WORK INSTRUCTION A:
Decide whether each statement below agrees with the passage on AI and travel. Answer yes or no for each, and quote the words from the passage that settle it.
(i) Inflation-adjusted airfares are 41% cheaper than they were ten years ago.
(ii) Cloudflare powers half of global internet traffic.
(iii) Kwon Ping Ho is the founder of Banyan Group.
WORK INSTRUCTION B: Carry on the passage on AI and travel from its last sentence, keeping the same newsletter voice.

PASSAGE:
Transparency on what a seat costs died long ago. This seems a big nothing burger and a ideal and obvious use case for AI that will move into all types of travel.

The biggest surprise in the article was just how cheap flights are right now by informing “inflation-adjusted airfares are 41% cheaper than 10 years ago. And June 2025 was the second-cheapest month ever for inflation-adjusted airfares.” Wow!

(Is this being driven by the silent boycott on travel to the US affecting the demand and supply curve?)

Translation > AGI

Banyan Group founder this week suggested that the biggest revolution in travel (maybe ever) will not be the coming of the super intelligence of AGI but the ability of everyone on earth to communicate with one another.

“Such frictionless conversations, Banyan Group founder Kwon Ping Ho says, will "open up the boundaries of travel in a big, big way."“

“"When you get instant translation, that's going to make people go into so many areas they normally wouldn't go," he added. "People can go to the remotest village in Japan or Indonesia and not feel strange at all."

I like this view of the world. Of course, don’t be surprised when sometimes you also begin to understand that maybe those villages might not actually want you there either.

Singapore Tourism signs partnership with OpenAI

News this week that STB had signed a partnership with OpenAI.

According to the article “With the new collaboration with OpenAI, STB will accelerate the adoption of Advanced AI across the tourism sector through OpenAI's capabilities in a bid to enhance visitor experiences and improve organisational and industry productivity.”

The end results of this collaboration coud be “deliver tailored recommendations, multilingual assistance, and enabling immersive storytelling that creates uniquely memorable experiences.”

If you think someone (or everyone) you know or work with could grow from being more informed on the topic of ai + travel (or could use the training above) then please forward this email to them and they can click the button below:

Marketplace Spotlight: COAX

COAX Founder Ivan Verkalets this week sounded the warning or opportunity around the relationship between Cloudfare and the AI companies.

“Starting July 1st, every new Cloudflare domain blocks AI crawlers unless explicitly allowed. With Cloudflare powering 20% of global internet traffic, this changes the AI-data relationship.”

The crawlers can be allowed back in after paying a toll. If you think your unique data has value, you now have more than just a choice to allow or block crawlers - but also to allow and be paid a fair amount for this exchange in training data.

Do you want to show up in LLM results or is data your core moat? It’s a tricky one everyone needs to navigate.

Follow Ivan for more key insights.

If you have a B2B business underpinned by AI and looking for people to notice you, you can sign up to the marketplace for peanuts (top right corner, 5 mins, bring your logo).

EXTRACTED MATERIAL:

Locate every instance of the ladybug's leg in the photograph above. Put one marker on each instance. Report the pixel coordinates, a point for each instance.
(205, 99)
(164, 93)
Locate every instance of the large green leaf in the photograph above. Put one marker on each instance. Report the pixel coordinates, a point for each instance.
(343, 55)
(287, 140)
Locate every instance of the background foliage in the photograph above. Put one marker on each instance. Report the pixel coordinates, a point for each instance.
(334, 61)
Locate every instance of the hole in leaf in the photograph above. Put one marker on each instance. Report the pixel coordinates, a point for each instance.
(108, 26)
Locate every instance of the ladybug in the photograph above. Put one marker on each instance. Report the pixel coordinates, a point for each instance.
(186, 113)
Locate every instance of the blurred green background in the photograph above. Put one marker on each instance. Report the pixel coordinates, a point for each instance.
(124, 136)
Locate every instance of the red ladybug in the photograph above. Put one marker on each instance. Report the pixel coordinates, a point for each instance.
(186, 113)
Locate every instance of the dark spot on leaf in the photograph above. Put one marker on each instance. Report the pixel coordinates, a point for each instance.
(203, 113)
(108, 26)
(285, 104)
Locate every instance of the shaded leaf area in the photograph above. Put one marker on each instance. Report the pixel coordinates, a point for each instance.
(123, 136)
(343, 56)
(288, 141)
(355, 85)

...

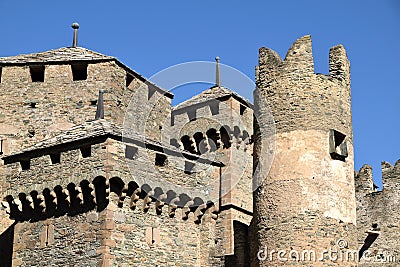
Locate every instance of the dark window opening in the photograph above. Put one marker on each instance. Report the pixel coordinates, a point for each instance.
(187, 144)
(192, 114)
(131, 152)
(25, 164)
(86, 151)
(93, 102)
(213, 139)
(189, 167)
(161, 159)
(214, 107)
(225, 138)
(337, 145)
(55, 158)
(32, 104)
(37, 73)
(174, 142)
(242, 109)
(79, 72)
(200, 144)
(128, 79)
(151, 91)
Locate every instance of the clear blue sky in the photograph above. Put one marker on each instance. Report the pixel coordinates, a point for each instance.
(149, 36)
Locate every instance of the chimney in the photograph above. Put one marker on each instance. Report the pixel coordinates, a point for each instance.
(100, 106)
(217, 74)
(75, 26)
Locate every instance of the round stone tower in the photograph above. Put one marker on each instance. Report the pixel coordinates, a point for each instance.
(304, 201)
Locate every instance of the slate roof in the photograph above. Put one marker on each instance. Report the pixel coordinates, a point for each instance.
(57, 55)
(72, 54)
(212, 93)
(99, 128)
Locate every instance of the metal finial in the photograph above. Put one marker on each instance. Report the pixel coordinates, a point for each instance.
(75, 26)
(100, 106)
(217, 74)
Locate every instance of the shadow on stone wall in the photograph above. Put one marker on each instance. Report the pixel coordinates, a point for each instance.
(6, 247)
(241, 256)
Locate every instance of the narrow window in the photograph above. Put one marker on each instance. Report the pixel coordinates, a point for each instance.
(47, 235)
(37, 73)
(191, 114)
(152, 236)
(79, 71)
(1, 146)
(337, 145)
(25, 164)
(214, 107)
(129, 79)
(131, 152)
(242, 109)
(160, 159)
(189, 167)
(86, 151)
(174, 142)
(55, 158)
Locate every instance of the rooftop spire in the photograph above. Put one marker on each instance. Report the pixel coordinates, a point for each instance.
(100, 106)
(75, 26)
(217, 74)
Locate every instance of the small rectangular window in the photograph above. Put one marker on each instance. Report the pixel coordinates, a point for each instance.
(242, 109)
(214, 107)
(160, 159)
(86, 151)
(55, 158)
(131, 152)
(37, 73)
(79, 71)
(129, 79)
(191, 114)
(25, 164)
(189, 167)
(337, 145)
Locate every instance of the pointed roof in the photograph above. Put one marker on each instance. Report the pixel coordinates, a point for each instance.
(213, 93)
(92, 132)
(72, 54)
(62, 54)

---

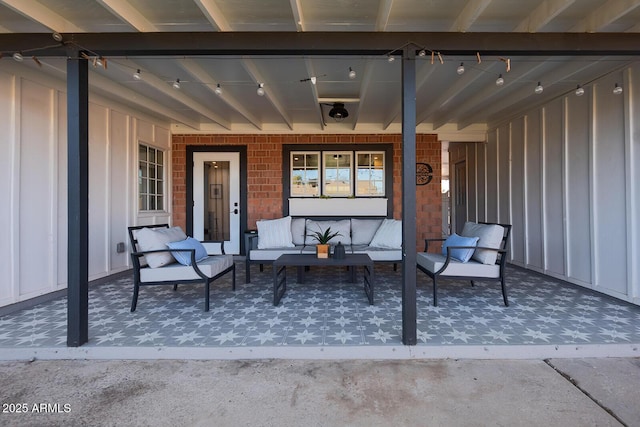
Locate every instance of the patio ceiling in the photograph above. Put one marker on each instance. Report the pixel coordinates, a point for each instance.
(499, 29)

EXERCISE ANSWER A:
(i) Yes: "inflation-adjusted airfares are 41% cheaper than 10 years ago"
(ii) No: "With Cloudflare powering 20% of global internet traffic"
(iii) Yes: "Banyan Group founder Kwon Ping Ho"

EXERCISE ANSWER B:
I’ve priced for bootstrapped startups but also accepting larger companies too.

Got a tip or seen a story I’ve missed? Let me know by simply replying to this newsletter.

AI can keep us safer when we travel

Phocuswire this week reported on how AI can make travel safer by predicting future events, not just reporting what has already occurred.

“Tomorrow’s approach sounds more like: “Unrest is likely next week in this district. Let’s adjust your itinerary before things escalate.””

The article also talks to how AI could use a persons particular circumstances as part of the criteria around the safety advice it gives. “A city marked “low risk” for the average traveler might still be dangerous for someone who is trans, part of a religious minority or carrying identity markers that could draw unwanted attention at borders or during interactions with local authorities.”

I see a way that this could also help travel in some destinations. During the ebola crisis, people pretty much stopped travelling to Africa - all of it! This despite the areas of outbreak being pretty much confined to specific areas. People don’t know what they don’t know - so this type of tech can not only keep people safe but also protect the industry from unnecessary paranoia.

Slack Group!

The Slack group is full of the brightest minds in ai in travel.

Big thanks to Alex Bainbridge for keeping the news flowing over the past few weeks.

 

Shoot me a message if you’d like an invite.

Shorts

Every week a lot of stuff is left on the cutting room floor. I thought maybe I’ll just lest those here for anyone interested in digging more:

Podcasts and Sponsors

Podcasts now on Spotify and Apple Podcasts:

New podcasts are now showing up on Spotify and Apple Podcasts for your easy listening pleasure!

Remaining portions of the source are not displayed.